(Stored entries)
____________

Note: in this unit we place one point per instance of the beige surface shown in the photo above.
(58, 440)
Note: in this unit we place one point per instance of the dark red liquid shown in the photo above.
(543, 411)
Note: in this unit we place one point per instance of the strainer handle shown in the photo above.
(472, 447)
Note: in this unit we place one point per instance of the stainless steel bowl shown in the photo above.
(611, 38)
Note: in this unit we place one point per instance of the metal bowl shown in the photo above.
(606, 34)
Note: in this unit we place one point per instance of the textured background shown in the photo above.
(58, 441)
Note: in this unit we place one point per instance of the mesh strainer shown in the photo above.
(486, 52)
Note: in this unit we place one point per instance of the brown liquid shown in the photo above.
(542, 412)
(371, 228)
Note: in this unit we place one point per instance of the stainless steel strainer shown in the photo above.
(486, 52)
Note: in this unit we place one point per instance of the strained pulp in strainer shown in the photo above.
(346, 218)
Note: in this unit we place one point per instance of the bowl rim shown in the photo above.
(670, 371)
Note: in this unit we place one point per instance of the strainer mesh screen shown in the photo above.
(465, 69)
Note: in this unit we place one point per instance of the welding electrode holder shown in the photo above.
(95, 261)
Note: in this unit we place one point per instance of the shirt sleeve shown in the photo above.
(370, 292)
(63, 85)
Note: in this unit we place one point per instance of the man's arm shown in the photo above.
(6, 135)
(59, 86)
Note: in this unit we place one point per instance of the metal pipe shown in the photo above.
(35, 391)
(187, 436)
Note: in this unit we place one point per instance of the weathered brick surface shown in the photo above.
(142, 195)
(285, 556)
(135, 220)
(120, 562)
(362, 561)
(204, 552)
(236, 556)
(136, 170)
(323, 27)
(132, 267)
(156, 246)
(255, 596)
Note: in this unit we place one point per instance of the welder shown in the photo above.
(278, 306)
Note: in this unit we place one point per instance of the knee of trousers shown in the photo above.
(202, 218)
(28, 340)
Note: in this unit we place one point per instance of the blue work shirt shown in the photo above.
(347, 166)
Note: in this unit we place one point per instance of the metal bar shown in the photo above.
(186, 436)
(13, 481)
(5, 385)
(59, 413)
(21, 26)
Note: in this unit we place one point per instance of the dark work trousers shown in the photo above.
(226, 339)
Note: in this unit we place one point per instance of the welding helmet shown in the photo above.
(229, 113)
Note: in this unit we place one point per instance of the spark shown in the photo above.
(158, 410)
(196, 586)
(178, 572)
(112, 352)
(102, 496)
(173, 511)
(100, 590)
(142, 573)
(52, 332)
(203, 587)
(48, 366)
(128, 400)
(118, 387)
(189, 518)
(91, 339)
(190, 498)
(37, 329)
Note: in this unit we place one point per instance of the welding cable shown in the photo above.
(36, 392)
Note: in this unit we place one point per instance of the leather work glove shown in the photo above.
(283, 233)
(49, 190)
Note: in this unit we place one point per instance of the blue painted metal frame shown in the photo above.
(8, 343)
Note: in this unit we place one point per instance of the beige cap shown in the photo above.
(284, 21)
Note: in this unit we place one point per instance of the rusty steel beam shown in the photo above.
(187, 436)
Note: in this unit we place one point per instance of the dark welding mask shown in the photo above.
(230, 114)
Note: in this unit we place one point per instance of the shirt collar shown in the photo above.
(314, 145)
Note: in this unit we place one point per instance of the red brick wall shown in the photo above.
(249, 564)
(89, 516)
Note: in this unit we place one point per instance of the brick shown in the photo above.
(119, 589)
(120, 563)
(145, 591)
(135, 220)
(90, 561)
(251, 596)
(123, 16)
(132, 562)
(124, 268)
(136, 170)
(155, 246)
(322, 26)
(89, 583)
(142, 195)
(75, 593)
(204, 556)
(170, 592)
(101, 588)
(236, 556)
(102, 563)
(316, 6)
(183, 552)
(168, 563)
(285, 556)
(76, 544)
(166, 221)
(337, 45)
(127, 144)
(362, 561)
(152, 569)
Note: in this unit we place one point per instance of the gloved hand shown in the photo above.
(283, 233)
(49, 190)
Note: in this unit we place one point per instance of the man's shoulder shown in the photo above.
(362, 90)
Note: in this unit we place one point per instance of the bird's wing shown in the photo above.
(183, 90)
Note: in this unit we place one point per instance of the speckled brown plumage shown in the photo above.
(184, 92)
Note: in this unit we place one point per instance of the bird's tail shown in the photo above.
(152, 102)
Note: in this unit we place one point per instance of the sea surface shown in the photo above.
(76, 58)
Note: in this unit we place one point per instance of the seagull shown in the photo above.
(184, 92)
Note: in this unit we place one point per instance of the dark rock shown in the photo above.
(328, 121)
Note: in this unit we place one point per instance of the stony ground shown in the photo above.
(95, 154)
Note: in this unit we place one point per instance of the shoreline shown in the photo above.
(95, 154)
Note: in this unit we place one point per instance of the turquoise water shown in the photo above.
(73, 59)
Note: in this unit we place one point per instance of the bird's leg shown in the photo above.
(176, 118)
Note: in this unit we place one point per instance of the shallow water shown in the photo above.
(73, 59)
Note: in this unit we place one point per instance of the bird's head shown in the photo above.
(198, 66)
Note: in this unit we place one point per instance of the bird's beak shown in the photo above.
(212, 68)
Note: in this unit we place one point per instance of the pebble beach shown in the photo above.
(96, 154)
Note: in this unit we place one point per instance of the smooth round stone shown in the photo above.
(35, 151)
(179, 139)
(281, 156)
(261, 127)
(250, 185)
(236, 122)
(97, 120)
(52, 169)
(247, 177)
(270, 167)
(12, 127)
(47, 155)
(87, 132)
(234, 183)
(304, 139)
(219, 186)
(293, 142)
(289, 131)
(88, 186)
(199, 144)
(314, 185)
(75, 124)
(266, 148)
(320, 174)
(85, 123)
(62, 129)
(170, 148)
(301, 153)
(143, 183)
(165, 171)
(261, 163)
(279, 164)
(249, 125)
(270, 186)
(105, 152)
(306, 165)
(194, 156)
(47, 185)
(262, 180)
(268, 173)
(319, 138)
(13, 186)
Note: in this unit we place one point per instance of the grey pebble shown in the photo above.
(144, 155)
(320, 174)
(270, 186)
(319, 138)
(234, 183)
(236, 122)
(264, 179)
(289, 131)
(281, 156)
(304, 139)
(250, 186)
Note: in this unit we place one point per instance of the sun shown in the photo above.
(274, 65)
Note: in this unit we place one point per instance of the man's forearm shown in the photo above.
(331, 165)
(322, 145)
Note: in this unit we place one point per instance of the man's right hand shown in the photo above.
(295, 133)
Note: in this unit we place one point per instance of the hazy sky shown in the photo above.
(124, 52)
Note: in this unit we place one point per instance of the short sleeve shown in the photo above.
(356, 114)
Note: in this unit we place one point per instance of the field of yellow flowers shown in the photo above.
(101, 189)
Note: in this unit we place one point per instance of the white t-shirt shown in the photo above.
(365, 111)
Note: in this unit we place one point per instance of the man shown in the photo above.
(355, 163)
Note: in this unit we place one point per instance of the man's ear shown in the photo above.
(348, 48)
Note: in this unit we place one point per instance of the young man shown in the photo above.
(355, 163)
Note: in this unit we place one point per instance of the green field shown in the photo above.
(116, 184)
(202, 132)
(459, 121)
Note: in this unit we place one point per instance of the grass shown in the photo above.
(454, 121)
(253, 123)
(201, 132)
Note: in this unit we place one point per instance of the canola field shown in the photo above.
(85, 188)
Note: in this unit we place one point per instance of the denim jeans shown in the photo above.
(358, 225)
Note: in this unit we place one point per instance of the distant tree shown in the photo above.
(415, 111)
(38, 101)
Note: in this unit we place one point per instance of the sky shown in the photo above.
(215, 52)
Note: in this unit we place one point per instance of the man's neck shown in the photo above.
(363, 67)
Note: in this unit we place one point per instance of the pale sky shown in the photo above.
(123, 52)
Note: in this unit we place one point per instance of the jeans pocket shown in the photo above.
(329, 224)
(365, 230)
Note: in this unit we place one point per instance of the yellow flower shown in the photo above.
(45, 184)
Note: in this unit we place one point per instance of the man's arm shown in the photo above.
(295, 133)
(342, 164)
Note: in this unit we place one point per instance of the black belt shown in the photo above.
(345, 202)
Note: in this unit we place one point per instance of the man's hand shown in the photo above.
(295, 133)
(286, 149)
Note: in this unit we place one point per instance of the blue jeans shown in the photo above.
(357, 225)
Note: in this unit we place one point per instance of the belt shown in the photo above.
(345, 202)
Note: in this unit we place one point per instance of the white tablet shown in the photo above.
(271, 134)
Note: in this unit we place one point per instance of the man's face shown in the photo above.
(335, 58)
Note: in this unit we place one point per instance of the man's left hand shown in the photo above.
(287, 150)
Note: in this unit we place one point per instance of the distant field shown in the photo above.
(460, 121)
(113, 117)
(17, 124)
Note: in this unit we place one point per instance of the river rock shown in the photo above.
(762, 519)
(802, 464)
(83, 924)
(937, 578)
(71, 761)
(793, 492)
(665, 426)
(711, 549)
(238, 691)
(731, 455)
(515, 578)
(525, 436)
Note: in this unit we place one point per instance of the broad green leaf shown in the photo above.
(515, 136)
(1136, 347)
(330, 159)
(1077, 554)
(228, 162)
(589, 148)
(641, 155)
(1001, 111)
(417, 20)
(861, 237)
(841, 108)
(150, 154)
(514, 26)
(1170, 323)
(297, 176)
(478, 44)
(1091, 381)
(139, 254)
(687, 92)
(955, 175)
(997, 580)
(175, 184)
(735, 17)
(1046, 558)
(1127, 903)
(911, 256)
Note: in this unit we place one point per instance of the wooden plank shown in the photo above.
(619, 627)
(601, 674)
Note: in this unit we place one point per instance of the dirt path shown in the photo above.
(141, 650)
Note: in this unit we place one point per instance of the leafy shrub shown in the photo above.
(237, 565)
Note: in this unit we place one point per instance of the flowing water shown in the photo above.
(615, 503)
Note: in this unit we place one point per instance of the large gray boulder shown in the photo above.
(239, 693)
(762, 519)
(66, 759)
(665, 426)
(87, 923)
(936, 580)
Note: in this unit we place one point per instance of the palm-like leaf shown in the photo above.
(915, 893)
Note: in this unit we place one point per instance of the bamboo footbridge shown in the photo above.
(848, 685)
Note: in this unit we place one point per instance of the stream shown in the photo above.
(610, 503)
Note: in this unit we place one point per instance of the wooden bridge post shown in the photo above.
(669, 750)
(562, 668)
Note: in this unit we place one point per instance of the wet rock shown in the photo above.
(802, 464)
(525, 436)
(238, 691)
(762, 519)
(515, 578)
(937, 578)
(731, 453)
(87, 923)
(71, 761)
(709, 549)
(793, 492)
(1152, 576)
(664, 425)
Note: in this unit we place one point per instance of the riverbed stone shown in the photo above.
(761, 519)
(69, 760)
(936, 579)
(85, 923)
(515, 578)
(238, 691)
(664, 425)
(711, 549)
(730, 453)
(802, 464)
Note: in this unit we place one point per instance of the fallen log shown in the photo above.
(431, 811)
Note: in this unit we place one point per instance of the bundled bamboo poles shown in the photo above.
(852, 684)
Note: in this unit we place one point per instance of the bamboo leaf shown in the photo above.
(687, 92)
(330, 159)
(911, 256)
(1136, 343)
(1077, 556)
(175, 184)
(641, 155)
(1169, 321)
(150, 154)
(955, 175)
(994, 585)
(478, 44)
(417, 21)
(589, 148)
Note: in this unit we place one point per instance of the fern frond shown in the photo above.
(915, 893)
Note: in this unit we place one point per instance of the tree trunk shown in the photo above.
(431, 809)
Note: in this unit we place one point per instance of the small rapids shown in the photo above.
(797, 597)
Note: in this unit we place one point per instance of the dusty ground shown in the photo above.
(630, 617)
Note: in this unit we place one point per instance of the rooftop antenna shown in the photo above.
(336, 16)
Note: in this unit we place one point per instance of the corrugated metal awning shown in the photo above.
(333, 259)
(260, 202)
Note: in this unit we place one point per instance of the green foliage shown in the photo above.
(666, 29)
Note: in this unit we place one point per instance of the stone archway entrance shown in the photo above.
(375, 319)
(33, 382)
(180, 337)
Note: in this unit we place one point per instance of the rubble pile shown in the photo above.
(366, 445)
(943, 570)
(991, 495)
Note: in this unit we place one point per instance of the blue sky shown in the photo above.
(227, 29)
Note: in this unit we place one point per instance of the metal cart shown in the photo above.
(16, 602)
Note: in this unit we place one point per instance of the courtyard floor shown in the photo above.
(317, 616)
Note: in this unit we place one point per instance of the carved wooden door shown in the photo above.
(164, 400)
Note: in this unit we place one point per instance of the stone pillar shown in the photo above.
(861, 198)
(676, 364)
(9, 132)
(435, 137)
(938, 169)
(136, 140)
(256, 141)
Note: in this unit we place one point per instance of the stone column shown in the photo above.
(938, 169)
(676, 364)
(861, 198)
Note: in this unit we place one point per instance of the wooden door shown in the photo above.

____________

Starting at the line that contains "cart shown in the photo above.", copy each line through the last one in the records, exactly, and output nothing else.

Note: in this unit we place one point per instance of the metal cart shown in the photo above.
(16, 602)
Note: in this unit we place one point per instance of the courtyard floor shown in the photo above.
(317, 616)
Note: in this unit we place one point per instance of the carved wooden door shown in the photo above.
(164, 400)
Note: in this unit we place one point per instance of the stone pillar shown in the photo above.
(861, 198)
(676, 364)
(9, 132)
(435, 137)
(938, 169)
(136, 140)
(256, 141)
Note: in this unit we place one point per instance of the stone column shown in the photo above.
(938, 169)
(676, 364)
(861, 198)
Note: in this unit we place one point per instance of the wooden door shown in the photo above.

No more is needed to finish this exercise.